I went into my first run in Santa Fe confident. Too confident.

Before I came here, I had been running regularly in Vermont on a 4-mile, hilly route during one of the state’s coldest winters. The difference in elevation would be a challenge, I knew. Still, I thought I was ready for it.

But at around 7,000 feet, Santa Fe is more than 5,000 feet higher than where I was running in Vermont. And I felt all of that difference in elevation during my first run in the City Different. I set off at a fast pace. That lasted for about a quarter of a mile. Less than a mile in, I was gasping and had to stop for a break.

According to a chart from Hypoxico, an altitude training company, the effective oxygen percentage at 7,000 feet is 16 percent versus 20.9 percent at sea level. Essentially, at high elevations, thinner air causes the body to work harder than it would at sea level.

This means that high-altitude running after living at lower elevations will be a challenge for most people at first. Still, there are some strategies that can make the transition easier. Here are four methods to help you adjust to thin-air exercise.

Set a goal

Running is often as much a mental challenge as a physical one. And getting motivated for a run you know will involve some pain isn’t easy. During my first few months in Santa Fe, I didn’t have a specific running schedule. I just went when I had time. And getting myself out the door was often a mental challenge because there was no concerted goal other than the exercise itself.

In June, I signed up for a half marathon. Since then, I’ve noticed that though the distance I’m running has gone up, my enjoyment of the runs has increased. The prospect of successfully completing a challenging goal has made me excited to get up and go and has helped me create a training schedule I can stick to.

Of course, doing a long race isn’t the only goal you can set. Other possibilities could be decreasing your minute-per-mile time or running without taking breaks. Whatever your goal is, having something to work toward can make a huge difference in getting you mentally ready to run.

Be patient

As I found out during my first run in Santa Fe, most of us aren’t going to be shattering personal records when starting to exercise at altitude. Instead, take it slow at first and focus on managing your breathing and finishing the run. Spend at least a month doing this before attempting to increase your speed.

Dataset excerpts:
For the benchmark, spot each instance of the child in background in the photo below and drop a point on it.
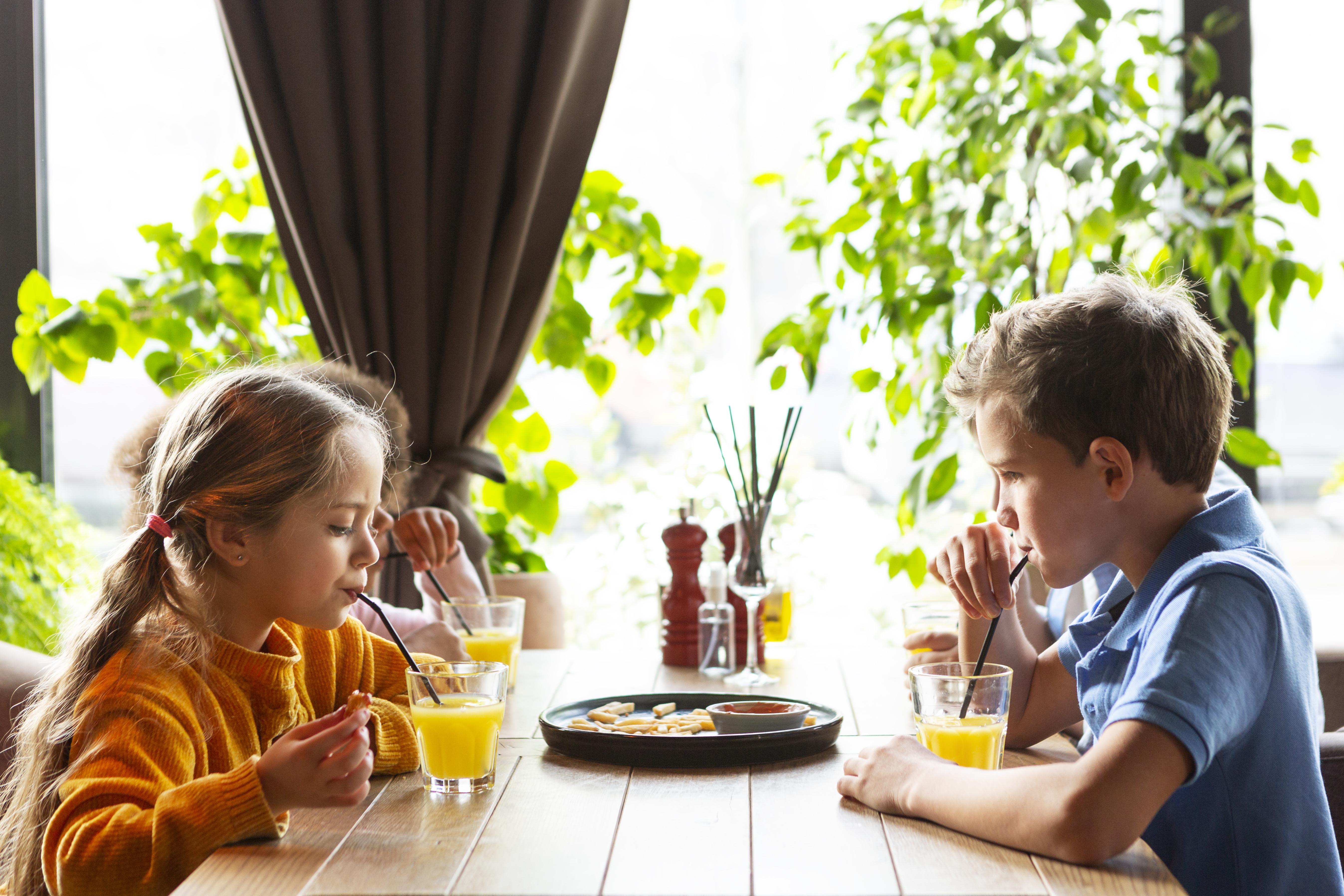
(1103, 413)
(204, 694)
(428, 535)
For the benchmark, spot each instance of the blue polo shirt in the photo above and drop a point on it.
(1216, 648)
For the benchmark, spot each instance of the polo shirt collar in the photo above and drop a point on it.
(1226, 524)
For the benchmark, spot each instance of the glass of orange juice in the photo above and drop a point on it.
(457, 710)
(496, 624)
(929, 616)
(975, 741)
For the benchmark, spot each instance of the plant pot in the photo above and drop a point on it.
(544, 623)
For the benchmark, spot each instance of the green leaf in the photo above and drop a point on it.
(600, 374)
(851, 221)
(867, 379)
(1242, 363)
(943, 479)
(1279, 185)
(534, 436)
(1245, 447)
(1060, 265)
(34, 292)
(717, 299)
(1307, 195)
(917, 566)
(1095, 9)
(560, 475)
* * *
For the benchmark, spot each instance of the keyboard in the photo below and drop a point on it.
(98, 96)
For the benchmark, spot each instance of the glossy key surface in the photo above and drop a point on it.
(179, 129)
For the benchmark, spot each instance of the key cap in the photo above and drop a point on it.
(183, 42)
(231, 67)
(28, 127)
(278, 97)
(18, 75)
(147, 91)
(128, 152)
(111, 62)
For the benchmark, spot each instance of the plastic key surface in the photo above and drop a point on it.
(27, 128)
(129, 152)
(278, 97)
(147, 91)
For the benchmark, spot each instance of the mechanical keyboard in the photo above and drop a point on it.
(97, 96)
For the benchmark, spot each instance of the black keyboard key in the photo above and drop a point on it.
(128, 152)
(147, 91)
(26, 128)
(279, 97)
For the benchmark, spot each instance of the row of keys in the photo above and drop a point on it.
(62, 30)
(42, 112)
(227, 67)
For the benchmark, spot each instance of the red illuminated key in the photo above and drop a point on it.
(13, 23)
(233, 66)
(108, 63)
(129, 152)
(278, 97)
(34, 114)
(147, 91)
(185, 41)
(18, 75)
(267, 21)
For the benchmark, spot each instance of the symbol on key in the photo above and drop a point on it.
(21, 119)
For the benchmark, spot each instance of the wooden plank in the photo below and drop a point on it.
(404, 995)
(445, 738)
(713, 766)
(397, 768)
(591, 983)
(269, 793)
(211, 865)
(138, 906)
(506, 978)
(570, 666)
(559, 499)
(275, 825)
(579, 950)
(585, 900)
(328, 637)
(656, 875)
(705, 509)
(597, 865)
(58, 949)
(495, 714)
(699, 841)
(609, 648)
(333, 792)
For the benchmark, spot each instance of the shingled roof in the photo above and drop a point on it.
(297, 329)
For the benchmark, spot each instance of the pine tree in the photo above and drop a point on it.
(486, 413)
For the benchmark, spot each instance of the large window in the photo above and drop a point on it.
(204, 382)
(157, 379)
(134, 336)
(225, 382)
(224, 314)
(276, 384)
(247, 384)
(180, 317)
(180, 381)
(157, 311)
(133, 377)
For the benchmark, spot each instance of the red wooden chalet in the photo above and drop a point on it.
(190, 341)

__Tasks and exercises__.
[1] Answer these from the piece on high-altitude running:
(a) How long was the hilly route the writer ran in Vermont?
(b) According to the Hypoxico chart, what is the effective oxygen percentage at 7,000 feet?
(c) In which month did the writer sign up for a half marathon?
[2] Please write what comes next in the piece on high-altitude running, picking up after its final sentence.

__Answers to the exercise__.
[1]
(a) 4 miles
(b) 16 percent
(c) June

[2]
In addition, keep in mind that your progression likely won’t be entirely linear. There will be good runs and bad runs. Don’t get frustrated if you follow up a great run with one that’s mediocre. Instead, focus on moving your overall trend line forward.

Don’t make it harder

You can make running at altitude easier on your body by having a plan. For example, running while it’s still relatively cool at 7 or 8 a.m. can make exercise a lot more enjoyable.

You should also pay attention to what you put in your body before a run. If you run early in the morning, try not to eat a heavy meal the night before, as your body might still be digesting the next morning. In addition, before a run, make sure to drink some water — just not too much. You want to be hydrated, but you don’t want water sloshing around and contributing to cramps.

Finally, pick a route that is relatively flat and away from major roads. In Santa Fe, the River Trail — a bike path that parallels the Santa Fe River — is an ideal spot.

Do other forms of exercise

Cross-training is an effective way to build aerobic capacity at altitude. And one of the best cross-training methods is right here in our backyard: high-elevation hiking.

While running in Santa Fe puts you at about 7,000 feet, the peaks around the city extend to above 12,000 feet. Hiking those mountains allows you to build high-altitude endurance and has the added benefit of working different muscle groups.

If you do elevation hiking regularly, it’s likely that running at 7,000 feet will begin to feel like a less daunting task as your body becomes acclimated to even higher altitudes.

Evan Popp is a copy editor at The New Mexican.